▶ [TASK TO COMPLETE]
Restate the data word for word and leave the images out.

━━━ SOURCE INFORMATION

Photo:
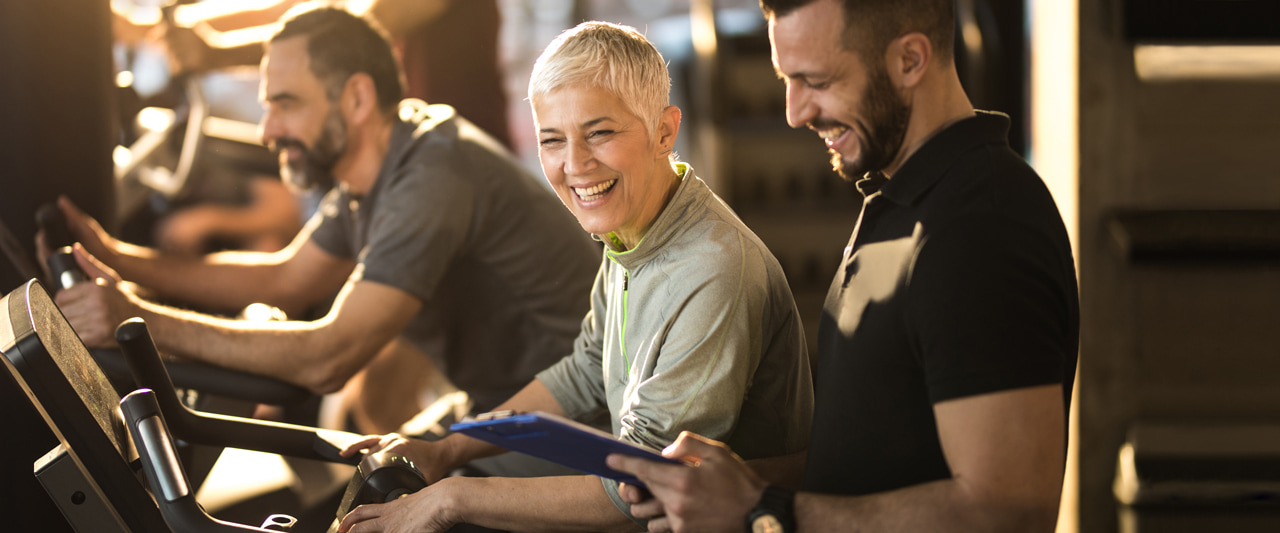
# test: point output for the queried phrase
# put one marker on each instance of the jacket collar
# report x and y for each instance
(932, 160)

━━━━━━

▶ [ANSWER TO THIS PROBLEM]
Photo:
# test: point output for the queried phrase
# put one marker on each instance of the jacket collar
# report x and y for each instance
(932, 160)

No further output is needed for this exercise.